[Task statement]: Copy out all the entries below with "innermost point" replaced by "central point" and nothing else changed. Leave out the pictures.

Coordinate annotation entries:
------------------------
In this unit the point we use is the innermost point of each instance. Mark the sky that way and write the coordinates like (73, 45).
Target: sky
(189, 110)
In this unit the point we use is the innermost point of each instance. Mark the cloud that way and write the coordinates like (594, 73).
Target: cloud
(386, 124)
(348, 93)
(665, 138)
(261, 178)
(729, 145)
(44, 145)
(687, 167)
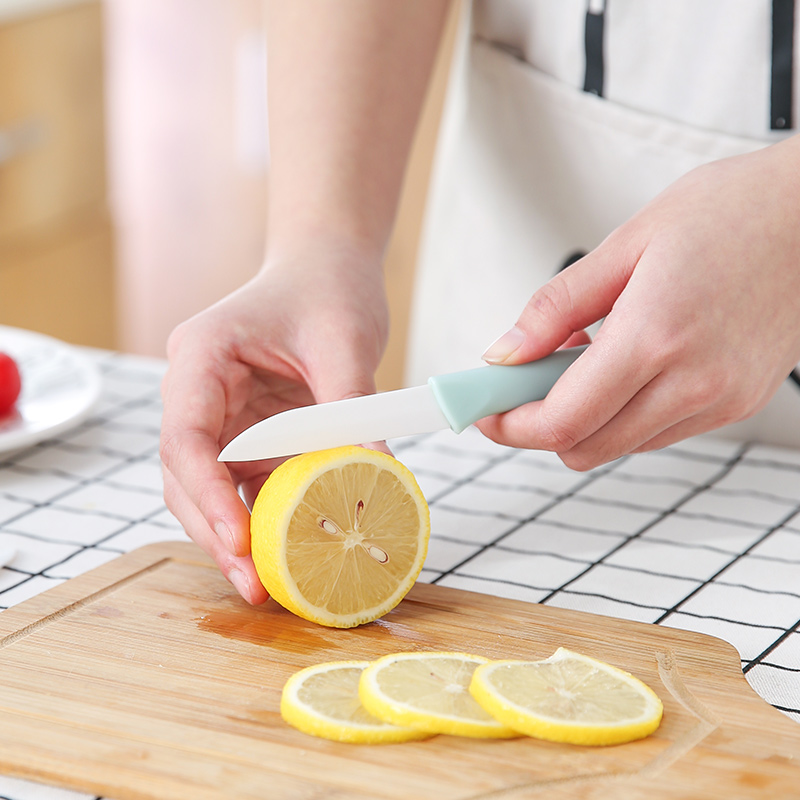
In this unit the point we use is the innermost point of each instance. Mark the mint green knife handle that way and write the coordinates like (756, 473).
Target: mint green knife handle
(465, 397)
------------------------
[Answer to the problem]:
In this unit the point we use is the central point of each instance. Mark the sky that way and write the coordinates like (73, 45).
Target: sky
(189, 110)
In this unit the point we use is the central point of each instance. Mark the cloud that way and write the coordinates like (594, 73).
Target: cloud
(386, 124)
(348, 93)
(665, 138)
(261, 178)
(729, 145)
(44, 145)
(687, 167)
In this unit the point we use is the central point of each instance. Mark the mint green knife handle that way and write the coordinates like (756, 473).
Target: mint green knife handle
(465, 397)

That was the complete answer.